PROVIDED TEXT -

━━━━━━

BBC Announces TV Licence Price Hike

The BBC has announced that the TV licence fee will increase in line with the rate of inflation from 1st April 2020.

The fee, which is set to rise from £154.50 to £157.50, is set by the Government. The Government agreed to the increases when the BBC's Royal Charter was renewed on 1st January 2017, but the national broadcaster has reneged on its side of the bargain by tightening up the eligibility criteria for the over-75 TV licence.

The cost of an annual black and white TV licence will increase from £52 to £53.

A TV licence is required for any property where equipment is used or installed to receive TV programmes at the time they are shown. Additionally, from 1st September 2016, a TV licence is required to watch on-demand programmes via the BBC iPlayer.

The BBC, as statutory Licensing Authority, is responsible for all aspect of administering, collecting and enforcing the TV licence fee. It performs this function under the name of TV Licensing.

━━━━━━

REQUIREMENTS -
[1] Extract the part of the TV fee article from "The fee, which" to "over-75 TV licence.".
[2] Summarize the TV fee article in two sentences.
[3] Proceed with the TV fee article from the point where it stops.

MATERIAL SUPPLIED -

━━━━━━

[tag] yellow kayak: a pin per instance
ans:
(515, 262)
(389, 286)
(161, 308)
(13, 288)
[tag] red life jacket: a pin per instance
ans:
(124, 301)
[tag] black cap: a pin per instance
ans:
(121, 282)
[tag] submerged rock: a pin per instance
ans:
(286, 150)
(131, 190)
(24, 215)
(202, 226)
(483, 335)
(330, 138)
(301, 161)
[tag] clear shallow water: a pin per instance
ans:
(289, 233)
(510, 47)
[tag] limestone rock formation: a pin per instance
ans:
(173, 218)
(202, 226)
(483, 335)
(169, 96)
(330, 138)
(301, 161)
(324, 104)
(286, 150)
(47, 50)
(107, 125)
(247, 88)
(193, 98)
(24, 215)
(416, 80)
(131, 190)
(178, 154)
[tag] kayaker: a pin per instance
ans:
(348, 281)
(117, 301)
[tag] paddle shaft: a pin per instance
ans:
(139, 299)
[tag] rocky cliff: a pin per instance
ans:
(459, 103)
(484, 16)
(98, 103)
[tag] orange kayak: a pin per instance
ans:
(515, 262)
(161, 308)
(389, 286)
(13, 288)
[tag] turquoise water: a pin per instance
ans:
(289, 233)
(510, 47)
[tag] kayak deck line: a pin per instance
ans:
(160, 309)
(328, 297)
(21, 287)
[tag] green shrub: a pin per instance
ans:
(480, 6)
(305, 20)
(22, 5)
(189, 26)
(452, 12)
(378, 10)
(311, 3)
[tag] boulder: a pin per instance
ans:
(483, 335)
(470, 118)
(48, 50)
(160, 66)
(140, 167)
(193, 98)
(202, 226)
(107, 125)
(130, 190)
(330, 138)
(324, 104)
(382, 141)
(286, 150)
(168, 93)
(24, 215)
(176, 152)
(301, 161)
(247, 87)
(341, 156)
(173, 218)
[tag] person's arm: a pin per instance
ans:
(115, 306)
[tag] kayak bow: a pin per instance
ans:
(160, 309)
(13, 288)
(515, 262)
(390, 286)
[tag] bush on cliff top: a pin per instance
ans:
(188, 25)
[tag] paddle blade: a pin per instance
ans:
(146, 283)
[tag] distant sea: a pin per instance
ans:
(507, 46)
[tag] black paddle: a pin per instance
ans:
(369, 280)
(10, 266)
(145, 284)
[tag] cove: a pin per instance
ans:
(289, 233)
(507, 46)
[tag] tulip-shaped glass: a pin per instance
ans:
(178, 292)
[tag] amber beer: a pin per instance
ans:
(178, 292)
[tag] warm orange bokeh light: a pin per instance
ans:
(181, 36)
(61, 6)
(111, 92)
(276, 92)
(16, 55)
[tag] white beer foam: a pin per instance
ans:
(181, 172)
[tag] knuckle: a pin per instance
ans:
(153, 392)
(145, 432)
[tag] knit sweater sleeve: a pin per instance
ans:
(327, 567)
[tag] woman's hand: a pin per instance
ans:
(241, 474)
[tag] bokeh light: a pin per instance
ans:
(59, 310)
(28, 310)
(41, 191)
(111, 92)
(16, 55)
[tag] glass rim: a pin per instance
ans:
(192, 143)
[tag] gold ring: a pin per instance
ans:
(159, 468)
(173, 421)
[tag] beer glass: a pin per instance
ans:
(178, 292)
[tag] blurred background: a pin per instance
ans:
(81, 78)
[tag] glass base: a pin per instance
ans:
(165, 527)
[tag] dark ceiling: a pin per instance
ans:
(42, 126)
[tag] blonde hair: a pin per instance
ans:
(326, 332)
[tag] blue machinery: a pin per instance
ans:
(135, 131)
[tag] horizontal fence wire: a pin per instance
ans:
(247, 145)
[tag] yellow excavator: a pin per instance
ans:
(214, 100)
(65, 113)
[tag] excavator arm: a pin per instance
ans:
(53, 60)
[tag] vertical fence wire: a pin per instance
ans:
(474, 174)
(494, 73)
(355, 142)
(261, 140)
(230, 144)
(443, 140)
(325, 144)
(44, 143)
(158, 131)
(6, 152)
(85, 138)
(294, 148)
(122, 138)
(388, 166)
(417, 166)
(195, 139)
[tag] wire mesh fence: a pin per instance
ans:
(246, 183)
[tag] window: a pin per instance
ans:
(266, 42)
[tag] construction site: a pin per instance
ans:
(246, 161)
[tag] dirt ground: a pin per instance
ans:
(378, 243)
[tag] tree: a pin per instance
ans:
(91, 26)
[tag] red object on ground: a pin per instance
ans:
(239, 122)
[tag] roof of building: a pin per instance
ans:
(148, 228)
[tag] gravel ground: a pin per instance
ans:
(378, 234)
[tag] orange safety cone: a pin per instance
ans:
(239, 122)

━━━━━━

EXERCISE ANSWERS -
[1]
The fee, which is set to rise from £154.50 to £157.50, is set by the Government. The Government agreed to the increases when the BBC's Royal Charter was renewed on 1st January 2017, but the national broadcaster has reneged on its side of the bargain by tightening up the eligibility criteria for the over-75 TV licence.

[2] The BBC announced that the TV license fee, which is set by the Government, will rise with inflation from £154.50 to £157.50 on 1st April 2020, and the black and white license will go from £52 to £53. A license is needed for any property where equipment receives TV programs as they are shown, and since 1st September 2016 one has also been required to watch on-demand programs on BBC iPlayer.

[3]
The £4bn raised by the fee is used exclusively to fund the BBC, so it's hardly surprising that the BBC extols the popularity and value of this despised regressive tax.

A press release on the BBC website says: "The new licence fee amount equates to just £3.02 a week or £13.13 a month, for which the BBC provides nine national TV channels plus regional programming; 10 national radio stations, 40 local radio stations plus dedicated Nations radio services; one of the UK's most popular websites; the radio app BBC Sounds; and BBC iPlayer. In the last financial year 95% of the BBC's controllable spend went on content for audiences and delivery, with just 5% spent on running the organisation.

"Hit programmes last year included 18.5 million tuning in for the Christmas return of Gavin & Stacey, whilst an audience of 28.1 million watched the BBC's coverage of the 2019 Women’s World Cup. There were a record 4.4 billion programme requests on BBC iPlayer, and the BBC's election coverage culminated in 23 million people watching the results programme, 39 million visits to our news website the following day, and 100 million for BBC online overall that week. Other popular shows included Line of Duty, Fleabag, Luther, Strictly Come Dancing, Dr Who, EastEnders, Seven Worlds One Planet, Match of the Day and coverage of Wimbledon."

The price hike coincides with the removal of the over-75 TV licence concession from 3.7 million pensioner households. In a recent opinion poll more than three quarters of over-75s said they would be prepared to boycott the fee when the new eligibility rules come into force on 1st June 2020.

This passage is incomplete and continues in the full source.